▶ WHAT YOU NEED TO DO
Leaving out every picture, copy the lines of the data exactly, from the first through the line containing "Practice. Annotate every instance of the beach".
START DATA SUPPLIED
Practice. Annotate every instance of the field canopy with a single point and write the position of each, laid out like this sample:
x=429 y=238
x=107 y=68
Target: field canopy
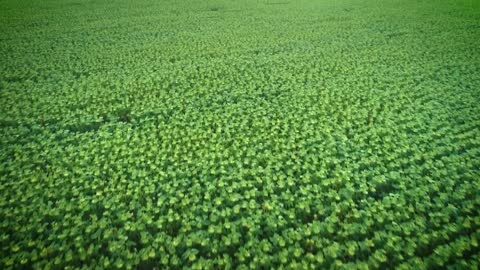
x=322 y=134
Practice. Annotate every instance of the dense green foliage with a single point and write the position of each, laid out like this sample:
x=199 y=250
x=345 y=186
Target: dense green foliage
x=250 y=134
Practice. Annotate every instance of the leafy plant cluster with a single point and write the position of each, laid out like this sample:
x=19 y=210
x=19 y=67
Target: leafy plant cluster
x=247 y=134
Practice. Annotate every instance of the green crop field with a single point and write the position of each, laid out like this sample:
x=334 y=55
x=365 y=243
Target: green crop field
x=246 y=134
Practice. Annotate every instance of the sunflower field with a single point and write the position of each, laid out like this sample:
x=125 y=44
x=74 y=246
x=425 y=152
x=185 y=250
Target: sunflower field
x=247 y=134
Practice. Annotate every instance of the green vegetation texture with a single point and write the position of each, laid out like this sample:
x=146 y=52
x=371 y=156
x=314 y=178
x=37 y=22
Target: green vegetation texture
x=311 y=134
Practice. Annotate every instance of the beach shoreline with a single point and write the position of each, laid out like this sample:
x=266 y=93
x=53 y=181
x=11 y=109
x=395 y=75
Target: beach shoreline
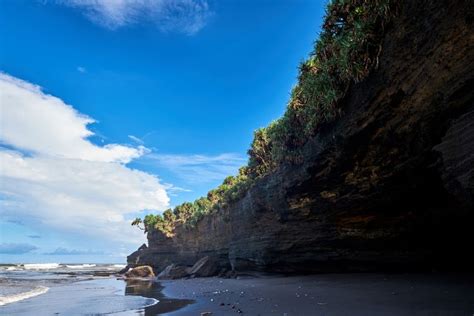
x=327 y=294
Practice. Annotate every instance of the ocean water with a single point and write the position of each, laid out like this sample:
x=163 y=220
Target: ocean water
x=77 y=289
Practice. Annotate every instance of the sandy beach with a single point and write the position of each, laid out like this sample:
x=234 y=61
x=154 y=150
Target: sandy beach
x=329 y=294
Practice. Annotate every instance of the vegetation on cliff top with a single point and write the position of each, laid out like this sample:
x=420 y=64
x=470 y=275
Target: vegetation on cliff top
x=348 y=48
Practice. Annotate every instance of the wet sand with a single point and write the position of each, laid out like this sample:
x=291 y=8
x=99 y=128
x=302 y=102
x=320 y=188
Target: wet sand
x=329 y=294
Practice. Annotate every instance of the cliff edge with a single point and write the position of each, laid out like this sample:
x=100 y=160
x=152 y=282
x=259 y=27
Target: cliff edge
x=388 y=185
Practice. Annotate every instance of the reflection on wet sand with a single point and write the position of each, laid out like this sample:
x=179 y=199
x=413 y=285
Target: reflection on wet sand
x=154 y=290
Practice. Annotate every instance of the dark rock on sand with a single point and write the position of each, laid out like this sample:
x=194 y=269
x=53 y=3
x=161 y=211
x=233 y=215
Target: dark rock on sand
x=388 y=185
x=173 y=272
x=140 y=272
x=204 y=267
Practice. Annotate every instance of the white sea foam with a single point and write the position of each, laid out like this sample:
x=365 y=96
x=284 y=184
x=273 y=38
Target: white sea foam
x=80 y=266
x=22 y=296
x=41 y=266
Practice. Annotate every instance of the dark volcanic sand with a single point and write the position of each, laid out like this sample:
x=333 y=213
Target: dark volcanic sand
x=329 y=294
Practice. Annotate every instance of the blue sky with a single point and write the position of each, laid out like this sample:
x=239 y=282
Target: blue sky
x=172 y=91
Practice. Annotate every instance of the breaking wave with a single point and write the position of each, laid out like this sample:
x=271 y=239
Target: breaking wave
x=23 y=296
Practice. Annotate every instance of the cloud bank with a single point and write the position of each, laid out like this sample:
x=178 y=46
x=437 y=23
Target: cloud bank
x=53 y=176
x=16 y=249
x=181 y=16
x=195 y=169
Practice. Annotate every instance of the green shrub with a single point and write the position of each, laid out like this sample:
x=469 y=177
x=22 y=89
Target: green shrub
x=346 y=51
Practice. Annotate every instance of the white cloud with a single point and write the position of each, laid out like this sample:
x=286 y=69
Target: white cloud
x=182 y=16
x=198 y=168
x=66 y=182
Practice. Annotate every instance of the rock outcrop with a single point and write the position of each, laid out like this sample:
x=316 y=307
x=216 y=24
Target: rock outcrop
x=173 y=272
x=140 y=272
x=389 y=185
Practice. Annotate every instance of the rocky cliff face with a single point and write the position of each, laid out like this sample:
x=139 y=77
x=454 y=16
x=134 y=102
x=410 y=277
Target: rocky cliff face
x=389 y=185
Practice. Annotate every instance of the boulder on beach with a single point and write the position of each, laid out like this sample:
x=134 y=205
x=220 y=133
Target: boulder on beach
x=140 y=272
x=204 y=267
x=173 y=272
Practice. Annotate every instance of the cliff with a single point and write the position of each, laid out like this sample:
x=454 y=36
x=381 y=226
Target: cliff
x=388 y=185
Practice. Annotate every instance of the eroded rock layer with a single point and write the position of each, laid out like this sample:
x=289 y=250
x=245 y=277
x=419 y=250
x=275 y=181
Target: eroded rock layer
END DATA SUPPLIED
▶ RESULT OF THE TASK
Practice. Annotate every instance of the field canopy with a single point and write the position of each, laid out like this sample:
x=429 y=238
x=107 y=68
Target: field canopy
x=322 y=134
Practice. Annotate every instance of the dense green foliage with a single point and write the position of each, laid out like this sample:
x=199 y=250
x=345 y=186
Target: dense green foliage
x=250 y=134
Practice. Annotate every instance of the leafy plant cluster with a single point and write the position of each, laid out like this sample:
x=19 y=210
x=19 y=67
Target: leafy plant cluster
x=247 y=134
Practice. Annotate every instance of the green crop field with a single point and write the position of each, laid out like this sample:
x=334 y=55
x=365 y=243
Target: green crop field
x=246 y=134
Practice. Annotate every instance of the sunflower field with a single point and write the position of each, laid out like this sample:
x=125 y=44
x=74 y=246
x=425 y=152
x=185 y=250
Target: sunflower field
x=247 y=134
Practice. Annotate every instance of the green vegetation texture with a single point and write the position of each, laid out like this sample:
x=146 y=52
x=371 y=156
x=314 y=178
x=37 y=22
Target: green vegetation texture
x=311 y=134
Practice. Annotate every instance of the beach shoreline with a single point and write the position of each, laid out like this sample:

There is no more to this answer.